### Auszug:

Auf den letzten zwei Seiten von „The Wandering Who“ (S. 187–189) untersuche ich die einzig mögliche Lösung für die Katastrophe im Nahen Osten…:  

„Ich denke, dass es eine verpasste Gelegenheit wäre, dieses Buch ohne eine Suche nach Frieden und Versöhnung zu verlassen. Natürlich erwarte ich keine Lösung durch irgendwelche ‚Friedensgespräche‘. 

Stellen Sie sich vor, ein israelischer Premierminister wacht eines sonnigen Morgens mit der ungewöhnlichen Entschlossenheit auf, echten Frieden zu schaffen. In den frühen Morgenstunden wird er oder sie von der Weisheit eingeholt. Er oder sie erkennt, dass Israel in Wirklichkeit Palästina ist: Es hat sich auf Kosten des palästinensischen Volkes, seiner Lebensgrundlage und seiner Geschichte über das historische Palästina ausgebreitet. Er oder sie begreift, dass die Palästinenser die Ureinwohner des Landes sind, und dass die Raketen, die sie von Zeit zu Zeit abschießen, nichts anderes sind als Liebesbriefe an ihre gestohlenen Dörfer, Obstgärten, Weinberge und Felder. Unser imaginärer israelischer Premierminister erkennt, dass der so genannte israelisch-palästinensische Konflikt in 25 Minuten gelöst werden kann, wenn beide Völker beschließen, miteinander zu leben. Gemäß der unilateralen israelischen Tradition wird sofort am selben Tag um 14.00 Uhr eine Pressekonferenz im Fernsehen einberufen. Von wahrer Rechtschaffenheit beseelt, verkündet der Premierminister der Welt und seinem Volk: ‚Israel ist sich seiner einzigartigen Lage und seiner Verantwortung für den Weltfrieden bewusst. Israel ruft das palästinensische Volk auf, in seine Heimat zurückzukehren. Der jüdische Staat soll ein Staat seiner Bürger werden, in dem alle Menschen die gleichen Rechte genießen.‘ 

Obwohl sie über den plötzlichen israelischen Schritt schockiert sind, erkennen politische Analysten in der ganzen Welt schnell, dass eine solche einfache friedliche Initiative nicht nur den Nahostkonflikt lösen, sondern auch zwei Jahrtausende des gegenseitigen Misstrauens und der Feindseligkeit zwischen Christen und Juden beenden würde, wenn man bedenkt, dass Israel der Vertreter des Weltjudentums ist. Einige rechtsgerichtete israelische Akademiker, Ideologen und Politiker schließen sich der revolutionären Initiative an und erklären, dass ein solch heroischer, einseitiger israelischer Akt die einzige und vollständige Erfüllung des zionistischen Traums sein könnte, da die Juden nicht nur in ihre angebliche historische Heimat zurückgekehrt sind, sondern es ihnen auch endlich gelungen ist, ihre Nachbarn zu lieben und im Gegenzug geliebt zu werden.

### Aufgabe 1:
Stimmen die folgenden Aussagen mit dem Auszug überein? Antworte jeweils mit Ja oder Nein und zitiere die entscheidenden Worte des Auszugs wörtlich.
(a) Die Seiten 187 bis 189 sind die letzten zwei Seiten von „The Wandering Who“.
(b) Der Premierminister beruft die Pressekonferenz für 14.00 Uhr am folgenden Tag ein.
(c) Der Premierminister erkennt, dass der Konflikt in 25 Minuten gelöst werden kann, wenn beide Völker beschließen, miteinander zu leben.

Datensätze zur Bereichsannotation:
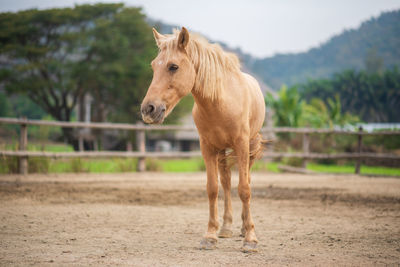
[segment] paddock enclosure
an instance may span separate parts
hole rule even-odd
[[[0,265],[399,264],[400,179],[253,173],[250,254],[232,179],[234,236],[203,251],[205,173],[2,175]]]

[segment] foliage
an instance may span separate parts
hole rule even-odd
[[[307,52],[248,58],[245,64],[275,89],[282,84],[303,83],[308,78],[329,78],[344,69],[375,72],[399,65],[399,32],[400,10],[385,12]]]
[[[357,114],[363,121],[400,121],[398,68],[382,74],[346,70],[336,73],[332,79],[309,80],[298,87],[302,99],[312,101],[318,98],[331,105],[332,99],[336,98],[344,112]]]
[[[265,104],[274,110],[276,126],[300,126],[304,102],[300,101],[300,95],[296,87],[282,86],[277,99],[271,93],[267,93]]]
[[[274,111],[275,126],[333,128],[359,121],[356,116],[343,113],[339,96],[328,98],[326,103],[317,98],[307,103],[295,86],[282,86],[276,99],[267,93],[265,103]]]

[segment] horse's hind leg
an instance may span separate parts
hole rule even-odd
[[[251,183],[251,166],[253,166],[254,162],[261,158],[262,156],[262,136],[260,134],[256,135],[252,140],[250,140],[249,144],[249,151],[250,151],[250,156],[249,156],[249,173],[248,173],[248,181],[249,184]],[[245,220],[244,220],[244,210],[242,211],[242,229],[241,229],[241,237],[246,236],[246,227],[245,227]]]
[[[240,138],[236,141],[235,152],[238,159],[239,167],[239,197],[242,200],[242,220],[245,229],[245,238],[242,250],[244,252],[257,251],[257,237],[254,230],[254,222],[250,213],[250,153],[249,153],[249,140]]]
[[[227,164],[225,150],[218,153],[218,170],[224,189],[224,223],[218,237],[232,237],[231,170]]]

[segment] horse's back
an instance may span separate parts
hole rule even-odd
[[[250,74],[243,73],[244,78],[248,84],[248,93],[250,101],[249,120],[251,136],[257,134],[265,118],[265,103],[260,85],[257,80]]]

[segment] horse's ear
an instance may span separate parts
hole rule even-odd
[[[155,28],[153,28],[154,39],[156,40],[157,46],[160,47],[162,40],[165,39],[165,36],[159,33]]]
[[[185,49],[188,43],[189,43],[189,32],[185,27],[182,27],[182,30],[179,33],[178,37],[178,47],[180,49]]]

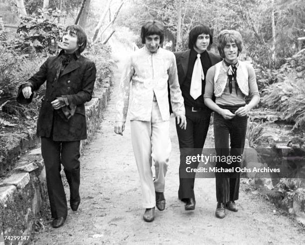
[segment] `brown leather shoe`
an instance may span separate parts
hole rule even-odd
[[[226,216],[226,211],[224,208],[224,205],[222,203],[217,203],[216,211],[215,215],[219,219],[223,219]]]
[[[229,210],[231,210],[234,212],[237,212],[238,211],[237,209],[237,206],[234,201],[230,201],[227,203],[226,208]]]
[[[152,222],[154,219],[154,207],[152,209],[146,209],[143,215],[143,219],[147,222]]]
[[[163,192],[155,192],[155,206],[160,211],[165,209],[165,201]]]
[[[73,211],[77,211],[80,203],[80,200],[76,201],[75,202],[70,201],[70,207],[71,207],[71,209],[72,209]]]
[[[195,209],[195,205],[196,205],[195,198],[187,198],[185,201],[186,202],[185,205],[184,205],[184,209],[187,211],[194,210]]]
[[[58,228],[64,224],[66,218],[65,217],[54,219],[52,222],[52,226],[54,228]]]

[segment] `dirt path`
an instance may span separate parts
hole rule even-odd
[[[166,176],[166,209],[156,211],[152,223],[142,219],[144,209],[127,122],[124,136],[113,131],[118,79],[126,48],[115,45],[116,81],[111,100],[95,138],[81,157],[82,201],[76,212],[69,209],[65,225],[59,229],[46,224],[44,232],[35,235],[36,244],[305,244],[304,230],[273,205],[249,191],[242,184],[239,210],[227,211],[222,220],[215,217],[215,179],[197,179],[196,209],[184,211],[177,198],[179,150],[174,127],[171,121],[172,153]],[[211,147],[211,131],[207,138]],[[69,192],[66,190],[68,195]]]

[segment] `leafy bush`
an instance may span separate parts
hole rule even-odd
[[[263,124],[253,122],[248,119],[247,127],[246,138],[249,141],[250,147],[254,147],[258,144],[263,134]]]
[[[292,76],[264,89],[262,103],[283,113],[285,120],[295,122],[293,129],[305,126],[305,85],[304,80]]]
[[[10,114],[24,115],[28,108],[16,103],[16,88],[37,71],[42,60],[37,57],[29,59],[26,55],[17,55],[1,46],[0,56],[0,108]],[[30,114],[35,114],[37,108],[29,111]]]
[[[22,17],[15,38],[0,38],[0,44],[21,53],[55,53],[57,50],[57,41],[64,30],[63,26],[56,22],[57,18],[62,15],[60,10],[50,8],[40,10],[38,15]]]

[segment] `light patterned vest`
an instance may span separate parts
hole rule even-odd
[[[215,73],[214,73],[214,94],[215,97],[220,97],[226,88],[228,81],[227,69],[223,65],[224,62],[220,61],[215,65]],[[220,72],[224,74],[224,78],[222,76],[222,79],[218,79]],[[247,64],[238,60],[238,67],[236,70],[236,80],[240,90],[245,95],[249,95],[248,73],[247,69]]]

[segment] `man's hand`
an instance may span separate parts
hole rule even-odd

### Aufgabe 2:
Ermittle, wie viele Zeilen der Datensätze die Zeichenfolge „segment“ enthalten, und gib nur diese Zahl an. Dabei kommt es auf Groß- und Kleinschreibung an.

### Antwort 1:
(a) Ja: „Auf den letzten zwei Seiten von „The Wandering Who“ (S. 187–189)“
(b) Nein: „sofort am selben Tag um 14.00 Uhr“
(c) Ja: „in 25 Minuten gelöst werden kann, wenn beide Völker beschließen, miteinander zu leben“

### Antwort 2:
10